> _Work instruction 1_
In the tornado article, retype the text from "(WASHINGTON) — Senate" to "damage this week." word for word.
> _Work instruction 2_
According to the tornado article, how many years has McConnell represented Kentucky in Congress?

> _Provided passage_
+-------+
McConnell to survey tornado damage in Kentucky
McConnell to survey tornado damage in Kentucky
Scott Olson/Getty Images

(WASHINGTON) — Senate Republican Leader Mitch McConnell is expected to travel throughout Western Kentucky on Friday and Saturday to meet with local leaders and residents in the storm-ravaged state he’s represented in Congress for 36 years.

“It is still difficult to comprehend the vast scope of this storm,” McConnell said on the Senate floor earlier this week. “This is the worst storm to hit Kentucky in my lifetime.”

McConnell is expected to meet with volunteers and speak to reporters in Bowling Green on Friday before traveling Saturday to Madisonville and two of the hardest-hit areas — Dawson Springs and Mayfield — where President Joe Biden also surveyed storm damage this week.

The Republican leader’s trip comes two days after Biden’s, whose efforts in Kentucky McConnell has praised — a rare bipartisan gesture from the conservative leader.
+-------+
> _Collected data_

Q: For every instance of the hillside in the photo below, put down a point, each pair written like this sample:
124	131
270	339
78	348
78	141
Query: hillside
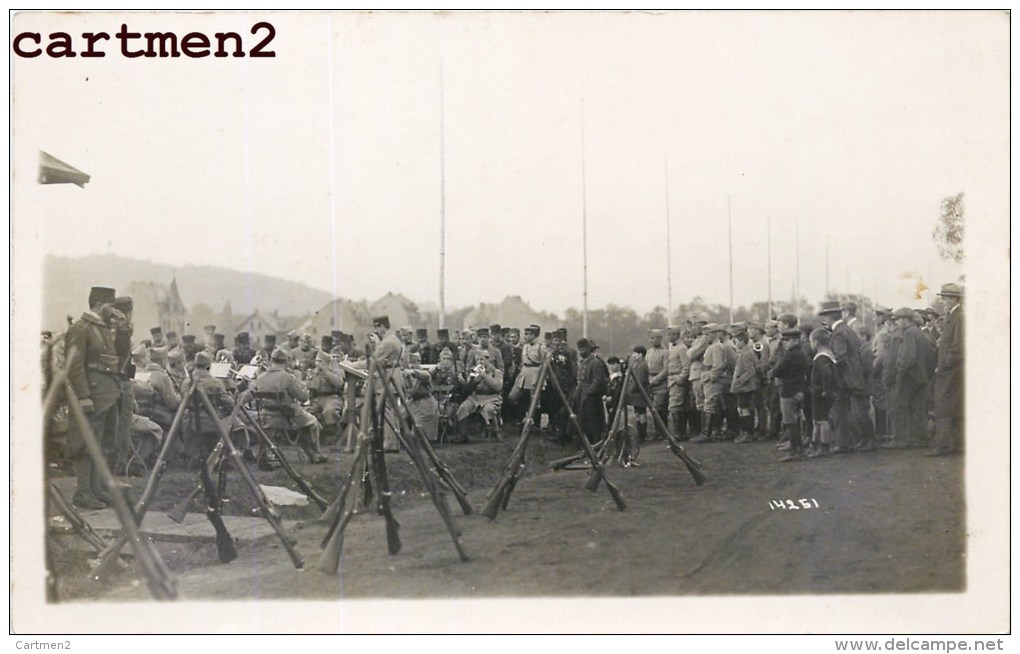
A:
67	281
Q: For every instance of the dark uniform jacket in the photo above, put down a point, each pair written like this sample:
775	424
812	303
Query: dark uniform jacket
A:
950	374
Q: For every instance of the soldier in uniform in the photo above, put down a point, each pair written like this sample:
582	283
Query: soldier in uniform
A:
159	347
678	368
697	354
658	376
428	354
94	374
483	386
281	380
485	346
326	387
443	342
531	357
190	347
593	383
907	376
850	384
949	397
243	352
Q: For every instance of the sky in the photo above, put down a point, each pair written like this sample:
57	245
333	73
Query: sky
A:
333	162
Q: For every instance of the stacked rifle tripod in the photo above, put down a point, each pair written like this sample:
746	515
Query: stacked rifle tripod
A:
597	455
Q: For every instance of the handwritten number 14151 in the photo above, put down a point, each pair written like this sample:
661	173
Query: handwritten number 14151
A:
795	505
+-------+
> _Solution 1_
(WASHINGTON) — Senate Republican Leader Mitch McConnell is expected to travel throughout Western Kentucky on Friday and Saturday to meet with local leaders and residents in the storm-ravaged state he’s represented in Congress for 36 years.

“It is still difficult to comprehend the vast scope of this storm,” McConnell said on the Senate floor earlier this week. “This is the worst storm to hit Kentucky in my lifetime.”

McConnell is expected to meet with volunteers and speak to reporters in Bowling Green on Friday before traveling Saturday to Madisonville and two of the hardest-hit areas — Dawson Springs and Mayfield — where President Joe Biden also surveyed storm damage this week.

> _Solution 2_
36 years.